Lesson 5

Changes Over Rational Intervals

5.1: Changes Over Intervals (5 minutes)

Warm-up

The goal of this warm-up is for students to use the properties of exponents to reason about how the value of an exponential function increases over different input intervals. In particular, in order to fully answer the questions, students need to generalize from specific examples to any input increase of the given amount. Students will build on this type of thinking with a simple exponential function when they reason about fractional intervals for more complex functions later in the lesson.

Student Facing

Consider the exponential function \(h(x)=4^x\). For each question, be prepared to share your reasoning with the class.

  1. By what factor does \(h\) increase when the exponent \(x\) increases by 1?
  2. By what factor does \(h\) increase when the exponent \(x\) increases by 2?
  3. By what factor does \(h\) increase when the exponent \(x\) increases by 0.5?

Student Response

Teachers with a valid work email address can click here to register or sign in for free access to Student Response.

Activity Synthesis

Invite students to share their reasoning for the factors that align with each of the 3 intervals. If students determined the factors using only specific examples, such as calculating at the growth factor between \(x=0\) and \(x=2\) as 16 since \(g(2)=16\boldcdot g(0)\), ask them to consider how they know that the growth factor is 16 for any interval of size 2 units. Help students translate their verbal reasoning into equations, such as \(4^{x+2}=4^2 \boldcdot 4^x\) or \(\dfrac{4^{x+2}}{4^x}=\dfrac{4^2 \boldcdot 4^x}{4^x}=4^2\).

5.2: Machine Depreciation (20 minutes)

Activity

In a previous lesson, students found the growth factor of an exponential function over a fractional interval. They then rewrote a given exponential function to represent how the quantity would change over a different unit of input. For example, given a quantity expressed as a function of time in weeks, they expressed it as a function of time in days.

That work continues here, but the focus shifts from finding the growth factor for a particular interval to noticing how a function changes over any equal intervals of input. For example, how does the function value change every time the input increases by 0.5—say, from 1 to 1.5, or from 0.25 to 0.75?

To find the factor by which the function \(f\) changes when the input increases by 0.5, students may:

  • Use a calculator to divide the numerical values of \(f(0.5)\) and \(f(0)\) (or other equal intervals).
  • Find the factor by which \(f\) changes when the input increases by 1 (say from \(f(0)\) to \(f(1)\)), and then take the square root for that factor.

Monitor for students who use each strategy to share during the whole-class discussion.

Making spreadsheet technology available gives students an opportunity to choose appropriate tools strategically (MP5).

• **INFORMATION GIVEN**

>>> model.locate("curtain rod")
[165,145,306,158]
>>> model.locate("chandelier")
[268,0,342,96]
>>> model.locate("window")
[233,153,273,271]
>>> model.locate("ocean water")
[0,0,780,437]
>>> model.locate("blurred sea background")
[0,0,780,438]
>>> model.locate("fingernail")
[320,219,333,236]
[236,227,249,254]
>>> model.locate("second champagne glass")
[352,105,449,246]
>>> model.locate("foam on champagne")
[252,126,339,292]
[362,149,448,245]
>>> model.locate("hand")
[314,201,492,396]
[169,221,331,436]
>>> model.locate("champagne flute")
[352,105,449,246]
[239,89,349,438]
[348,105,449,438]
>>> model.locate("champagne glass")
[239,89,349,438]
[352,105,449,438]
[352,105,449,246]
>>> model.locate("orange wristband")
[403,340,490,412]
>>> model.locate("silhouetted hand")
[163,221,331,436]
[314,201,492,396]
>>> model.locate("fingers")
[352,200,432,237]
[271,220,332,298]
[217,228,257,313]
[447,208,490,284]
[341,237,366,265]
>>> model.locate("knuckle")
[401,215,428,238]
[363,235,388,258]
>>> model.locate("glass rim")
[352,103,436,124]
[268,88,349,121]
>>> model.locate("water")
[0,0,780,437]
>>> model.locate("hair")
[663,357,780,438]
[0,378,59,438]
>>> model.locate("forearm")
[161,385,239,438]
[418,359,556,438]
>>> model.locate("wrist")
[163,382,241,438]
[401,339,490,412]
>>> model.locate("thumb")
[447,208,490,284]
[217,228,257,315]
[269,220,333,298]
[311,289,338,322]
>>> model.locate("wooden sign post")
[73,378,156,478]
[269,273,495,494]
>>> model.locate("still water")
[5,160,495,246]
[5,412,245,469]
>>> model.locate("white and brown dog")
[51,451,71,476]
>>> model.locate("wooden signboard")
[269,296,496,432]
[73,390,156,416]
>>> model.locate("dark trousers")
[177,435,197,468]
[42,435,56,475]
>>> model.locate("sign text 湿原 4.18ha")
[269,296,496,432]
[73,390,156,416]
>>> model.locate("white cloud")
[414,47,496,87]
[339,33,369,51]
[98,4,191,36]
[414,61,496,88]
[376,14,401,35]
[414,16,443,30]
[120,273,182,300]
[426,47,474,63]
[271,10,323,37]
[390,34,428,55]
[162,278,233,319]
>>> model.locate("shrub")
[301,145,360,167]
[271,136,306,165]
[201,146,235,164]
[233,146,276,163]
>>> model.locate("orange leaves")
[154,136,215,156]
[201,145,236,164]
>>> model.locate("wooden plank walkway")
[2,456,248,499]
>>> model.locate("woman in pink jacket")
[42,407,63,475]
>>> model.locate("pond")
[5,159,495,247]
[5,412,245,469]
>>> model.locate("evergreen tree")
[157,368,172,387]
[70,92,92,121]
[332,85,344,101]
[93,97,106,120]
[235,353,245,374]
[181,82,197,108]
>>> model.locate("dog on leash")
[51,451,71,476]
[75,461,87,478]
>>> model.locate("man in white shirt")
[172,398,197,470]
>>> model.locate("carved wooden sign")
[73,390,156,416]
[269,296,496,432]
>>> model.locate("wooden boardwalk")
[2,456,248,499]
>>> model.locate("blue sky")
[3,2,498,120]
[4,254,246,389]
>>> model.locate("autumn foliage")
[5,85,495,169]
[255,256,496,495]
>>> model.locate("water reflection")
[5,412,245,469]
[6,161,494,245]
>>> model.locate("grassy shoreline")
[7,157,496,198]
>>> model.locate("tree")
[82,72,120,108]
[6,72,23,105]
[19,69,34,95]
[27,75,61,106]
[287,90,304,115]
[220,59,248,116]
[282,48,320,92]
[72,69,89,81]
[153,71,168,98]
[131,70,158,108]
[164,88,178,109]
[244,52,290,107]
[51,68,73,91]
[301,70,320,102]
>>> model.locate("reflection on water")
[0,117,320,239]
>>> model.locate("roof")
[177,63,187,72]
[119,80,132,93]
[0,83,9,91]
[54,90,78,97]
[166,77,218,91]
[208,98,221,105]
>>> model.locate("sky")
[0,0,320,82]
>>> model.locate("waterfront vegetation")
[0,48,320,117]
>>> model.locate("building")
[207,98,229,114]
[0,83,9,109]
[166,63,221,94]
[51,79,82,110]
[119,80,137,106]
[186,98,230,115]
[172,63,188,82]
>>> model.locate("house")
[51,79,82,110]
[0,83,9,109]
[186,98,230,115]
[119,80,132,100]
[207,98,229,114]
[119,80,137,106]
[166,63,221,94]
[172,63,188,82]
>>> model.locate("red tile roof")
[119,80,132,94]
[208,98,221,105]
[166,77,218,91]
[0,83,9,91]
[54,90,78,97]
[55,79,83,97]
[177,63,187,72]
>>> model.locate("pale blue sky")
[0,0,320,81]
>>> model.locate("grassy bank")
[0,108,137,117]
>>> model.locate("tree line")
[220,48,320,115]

• **PROBLEM TO SOLVE**
Repeat word for word the stretch of the rational-intervals lesson from "5.2: Machine Depreciation" through "time in days.".

• **EXERCISE ANSWER**
5.2: Machine Depreciation (20 minutes)

Activity

In a previous lesson, students found the growth factor of an exponential function over a fractional interval. They then rewrote a given exponential function to represent how the quantity would change over a different unit of input. For example, given a quantity expressed as a function of time in weeks, they expressed it as a function of time in days.